**Task details:** In the blog post about variety shows below, which show does the writer call the best one?

**Extract to read:**
* * *
Folding, spindeling, and mutilating lauguage for fun since Aug, 2004
Wednesday, December 21, 2005

I’m 38…which really isn’t all that old, unless you happen to be standing up in the morning, or trying to play a MMORPG, or making your yearly trip to the doctor and being informed that there is a new test that you have to get used to them performing regularly…

 

…or when you find yourself saying something that begins with “ya know…when I was a kid…”

 

That’s when you find yourself in the middle of a suburban home wondering when your misspent youth managed to turn into a storied, stayed sort of whitebread middle-age.

 

But here we go.  It’s the circle of life.

 

When I was a kid, we had several different brands of something called a “Variety Show.”  I’m not sure exactly where these came from, but I suspect that they were the national version of the local “recitation”, or “talent show” or “community program”.  They probably also have had some of their roots trailing from the fertile soil of vaudeville.

 

They included, The Ed Sullivan Show (which was before my time) but I grew up watching The Laurance Welk Show, Hee-Haw, Sonny and Cher, The Mandrel Sisters, to name a few.

 

Of course, the best one was a little show called “The Muppet Show”…which I miss.  I didn’t ever care for the movies…but the weekly variety show was wonderful.

 

In a variety show, you saw several different kinds of entertainment in the course of a half hour; different kinds of music, skits, celebrities, etc.

 

Not all of it was good.  Some of it was bad.  Much of it was not what you might have expected going in.  Some of it was not something you would have sought out on your own and listened to…but often ended up surprising you.
* * *
Point labeling dataset excerpts:
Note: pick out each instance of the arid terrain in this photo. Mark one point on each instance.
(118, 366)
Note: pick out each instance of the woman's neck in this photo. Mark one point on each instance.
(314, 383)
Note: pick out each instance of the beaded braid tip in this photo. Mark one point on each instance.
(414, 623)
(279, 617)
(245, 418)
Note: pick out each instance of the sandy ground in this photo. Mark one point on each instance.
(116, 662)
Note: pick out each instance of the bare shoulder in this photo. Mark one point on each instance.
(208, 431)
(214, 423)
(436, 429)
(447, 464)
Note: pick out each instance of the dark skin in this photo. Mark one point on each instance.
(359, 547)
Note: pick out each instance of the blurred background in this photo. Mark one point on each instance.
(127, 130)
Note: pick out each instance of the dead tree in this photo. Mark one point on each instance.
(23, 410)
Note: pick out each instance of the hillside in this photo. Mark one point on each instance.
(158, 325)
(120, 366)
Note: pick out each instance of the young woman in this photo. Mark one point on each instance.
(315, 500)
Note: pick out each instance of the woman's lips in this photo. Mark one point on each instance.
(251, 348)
* * *
**Solution to this task:** The Muppet Show